▸ Exercise passage:
▼

Are you picking the most effective Cancer Screening tool?
With the uptick in cancers (and Turbo Cancers), here are some SAFE and effective options for cancer screening and surveillance.
With the uptick in cancers (and Turbo Cancers), here are some SAFE and effective options for cancer screening and surveillance. Cancer is soon to overtake cardiovascular disease in America as the top killer. There has been an exponential upsurge in cancers (and even more specifically, stage-4 cancers referred to as Turbo-Cancers) in the last half-decade.
That being said, we would like to be able to intervene with cancer therapies before we get to the stage-4, late-stage or terminal point. Part of this is a healthy helping of PREVENTION, and that is being discussed on platforms such as Independent Medical Alliance (www.imahealth.org) and other proactive preventive medicine forums.
Here, I will outline some traditional (Standard of Care Guidelines outlined by several organizations within allopathic medicine) and more friendly, safer, less risky diagnostics that I use in my integrative and functional medicine practice.
Screening for cancers involves using tests, exams, or procedures to detect cancer before symptoms appear. The goal is early detection, which can lead to better outcomes. Screening recommendations depend on the type of cancer, age, gender, family history, and risk factors.
Here’s an overview of common cancer screenings:
🔹 Breast Cancer
Method: Mammogram (X-ray of the breast)
Who: Women aged 40–74 (varies by guidelines from multiple national health organizations - no proper consensus among them all)
Frequency: Every 1–2 years, depending on age and risk factors
Alternatives to mammography are: MRI, Thermography (Thermoscan) and Ultrasound (HerScan)
🔹 Cervical Cancer
Method:
Pap smear (detects precancerous cells)
HPV test (detects the virus that can cause cancer)
Who: Women aged 21–65
Frequency:
Pap smear every 3 years (ages 21–29)
Pap + HPV test every 5 years (ages 30–65)
🔹 Colorectal (Colon) Cancer
Methods:
Colonoscopy (every 10 years)
FIT test (stool test, yearly)
Sigmoidoscopy (every 5 years)
Virtual Colonoscopy
Advanced stool testing (ColoGuard; Septn-9; others)
Who: Adults aged 45–75
Frequency: Depends on the method and risk factors
🔹 Lung Cancer
Method: Low-dose CT (LDCT)
Who: Adults aged 50–80 with a significant smoking history (30 pack-years), who currently smoke or quit within the past 15 years
Frequency: Yearly
🔹 Prostate Cancer
Method: PSA (Prostate-Specific Antigen) blood test ± digital rectal exam (DRE)
Biopsy after elevated PSA
Urine biomarker testing for repeated elev.PSA with negative biopsy results
Who: Men aged 50+ (or 40–45+ if high risk, e.g., African American or strong family history)
Frequency: Based on the discussion with doctor
🔹 Skin Cancer
Method: Visual skin exam by doctor or self-checks
Who: All adults, especially fair-skinned or high sun exposure
Frequency: No universal guideline; depends on risk
🔹 Other Cancer Screenings (Only in Specific Situations)
Ovarian, pancreatic, thyroid, or testicular cancers: No standard screening for average-risk people; may be screened if high risk (e.g., genetic syndromes like BRCA, Lynch)

▲

▸ Instructions:
1: According to the cancer screening overview, how often should low-dose CT screening for lung cancer be done?
2: In one to three sentences, explain why the cancer screening overview says screening tests are done before symptoms appear.
3: Pick up the cancer screening overview after its final line and continue it.

▸ Provided data:
▼

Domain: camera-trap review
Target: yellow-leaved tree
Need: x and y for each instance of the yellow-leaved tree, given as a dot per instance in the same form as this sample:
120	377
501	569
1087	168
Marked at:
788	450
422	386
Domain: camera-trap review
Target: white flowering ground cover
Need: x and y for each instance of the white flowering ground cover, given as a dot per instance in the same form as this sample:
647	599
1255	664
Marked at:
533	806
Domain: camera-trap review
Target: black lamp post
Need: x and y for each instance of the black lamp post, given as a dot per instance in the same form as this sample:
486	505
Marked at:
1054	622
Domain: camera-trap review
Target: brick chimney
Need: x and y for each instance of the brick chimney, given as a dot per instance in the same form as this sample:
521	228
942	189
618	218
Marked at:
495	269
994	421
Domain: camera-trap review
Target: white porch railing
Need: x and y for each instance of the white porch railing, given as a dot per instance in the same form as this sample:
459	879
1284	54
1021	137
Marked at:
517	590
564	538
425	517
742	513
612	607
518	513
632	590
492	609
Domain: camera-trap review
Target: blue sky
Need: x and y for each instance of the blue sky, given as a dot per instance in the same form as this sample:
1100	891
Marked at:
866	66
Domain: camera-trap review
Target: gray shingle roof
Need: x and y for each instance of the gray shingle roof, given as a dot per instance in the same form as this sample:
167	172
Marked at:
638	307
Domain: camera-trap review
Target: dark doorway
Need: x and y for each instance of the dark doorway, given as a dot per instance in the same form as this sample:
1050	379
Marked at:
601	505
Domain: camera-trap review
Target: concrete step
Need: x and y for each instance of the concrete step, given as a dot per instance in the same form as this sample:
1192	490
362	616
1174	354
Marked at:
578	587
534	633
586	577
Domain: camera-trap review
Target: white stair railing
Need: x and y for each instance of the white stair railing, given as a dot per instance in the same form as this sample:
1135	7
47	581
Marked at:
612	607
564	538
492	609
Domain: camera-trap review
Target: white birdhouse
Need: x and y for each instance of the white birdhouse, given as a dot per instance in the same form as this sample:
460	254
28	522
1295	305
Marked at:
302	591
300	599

▲

▸ Responses by item number:
1: Yearly.

2: Screening aims to detect cancer before symptoms appear because its goal is early detection. According to the overview, early detection can lead to better outcomes.

3:
🧬 Genetic Testing for Cancer Risk
If you have a strong family history of cancer, testing for genetic mutations (e.g., BRCA1/2, Lynch syndrome) might be recommended.
Not as reliable or sensitive as we once thought
🧬 Advanced Biomarkers (liquid biopsy)
Newer technology blood testing
Whole body Scan (MRI) for solid tumors
See a list of several biomarkers used today (below)
Screening can depend on gender, age, race and genetic factors; At risk individuals such as smokers, those with history of other cancers, family history of cancer, should be more diligent.
Controversy with a few screening techniques outlined by a particular epidemiologist Dr. H. Gil Welch for example, with this:
Summary of his book in this YouTube video.
Published in JAMA on issues with Mammography; published book “Less Medicine, More Health” and summarized it here on a YouTube video: YouTube video.
Dr. H. Gilbert Welch, a physician and researcher known for his work on cancer screening, overdiagnosis, and the potential harms of early detection.
🧠 Dr. Herbert Gilbert Welch is a Professor of medicine, Physician, epidemiologist, and health policy researcher. His focus is Cancer screening, overdiagnosis, overtreatment, and medical decision-making. He was formerly affiliated with Dartmouth Institute for Health Policy & Clinical Practice. Currently working within the Veterans Administration system
🔍 Key Ideas from Dr. H. Gilbert Welch
Overdiagnosis in Cancer Screening
Welch argues that cancer screening often finds tumors that would never have caused harm (e.g., slow-growing or non-lethal cancers).
This can lead to unnecessary treatments—surgeries, radiation, or chemotherapy, immunotherapy—with no benefit and sometimes serious harm or disfigurement, or even death.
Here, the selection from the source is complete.